## Material a procesar
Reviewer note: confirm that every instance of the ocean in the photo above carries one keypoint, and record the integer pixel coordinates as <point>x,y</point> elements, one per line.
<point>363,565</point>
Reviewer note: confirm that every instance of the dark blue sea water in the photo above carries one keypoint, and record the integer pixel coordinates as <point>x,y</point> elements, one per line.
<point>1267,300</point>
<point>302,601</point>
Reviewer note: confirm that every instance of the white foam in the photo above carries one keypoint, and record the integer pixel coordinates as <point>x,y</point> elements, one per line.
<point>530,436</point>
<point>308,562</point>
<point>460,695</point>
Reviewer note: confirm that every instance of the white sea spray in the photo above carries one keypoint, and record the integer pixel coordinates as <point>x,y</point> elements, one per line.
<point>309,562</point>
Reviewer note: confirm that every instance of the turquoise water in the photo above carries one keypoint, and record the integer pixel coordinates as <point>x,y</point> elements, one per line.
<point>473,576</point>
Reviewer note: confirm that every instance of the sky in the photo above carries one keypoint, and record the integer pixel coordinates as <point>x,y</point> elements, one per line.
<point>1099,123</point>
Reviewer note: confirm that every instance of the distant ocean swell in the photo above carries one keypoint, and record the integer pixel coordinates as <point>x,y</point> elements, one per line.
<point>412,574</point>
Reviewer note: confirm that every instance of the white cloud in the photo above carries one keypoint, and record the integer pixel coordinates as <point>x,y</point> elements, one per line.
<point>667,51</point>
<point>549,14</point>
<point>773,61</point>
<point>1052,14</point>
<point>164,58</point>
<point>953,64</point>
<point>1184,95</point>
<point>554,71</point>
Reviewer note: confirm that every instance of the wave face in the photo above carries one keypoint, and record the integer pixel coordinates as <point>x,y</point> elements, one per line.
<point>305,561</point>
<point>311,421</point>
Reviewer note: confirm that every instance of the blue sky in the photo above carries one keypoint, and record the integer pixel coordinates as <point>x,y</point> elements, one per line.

## Tarea asignada
Reescribe todo el material de arriba cambiando "keypoint" por "marker" cada vez que aparezca, sin alterar nada más.

## Respuesta del ejercicio
Reviewer note: confirm that every instance of the ocean in the photo above carries one marker, and record the integer pixel coordinates as <point>x,y</point> elements, one per line.
<point>363,565</point>
Reviewer note: confirm that every instance of the dark blue sea water in the photo above carries one marker, and record the integer pixel coordinates as <point>x,y</point> elements, one per line.
<point>1267,300</point>
<point>302,601</point>
Reviewer note: confirm that every instance of the white foam in the photo above carries one marker, and record the integer pixel coordinates as <point>x,y</point> elements, one per line.
<point>530,436</point>
<point>308,562</point>
<point>460,695</point>
Reviewer note: confirm that every instance of the white sea spray in the photo above carries one marker, and record the integer pixel coordinates as <point>x,y</point> elements, one per line.
<point>309,562</point>
Reviewer note: confirm that every instance of the turquoise water in the photo above carries one marker, and record the integer pixel coordinates as <point>x,y</point> elements, one per line.
<point>473,576</point>
Reviewer note: confirm that every instance of the sky in the photo above carries one marker, and record the integer pixel coordinates as <point>x,y</point> elements, one per line.
<point>1099,123</point>
Reviewer note: confirm that every instance of the distant ocean swell in the photo above carries one marker, and record the integer pixel coordinates as <point>x,y</point> elements, one per line.
<point>412,574</point>
Reviewer note: confirm that every instance of the white cloud in the photo above carries one marker, and record the integer pixel coordinates as <point>x,y</point> elements, one per line.
<point>667,51</point>
<point>549,14</point>
<point>773,61</point>
<point>1052,14</point>
<point>164,58</point>
<point>953,64</point>
<point>1184,95</point>
<point>554,71</point>
Reviewer note: confirm that every instance of the wave face in the photo above carries one marker, and record the integer pixel coordinates as <point>x,y</point> elements, one per line.
<point>305,561</point>
<point>311,421</point>
Reviewer note: confirm that every instance of the blue sky in the photo above carries one marker, and record the integer pixel coordinates as <point>x,y</point> elements, one per line.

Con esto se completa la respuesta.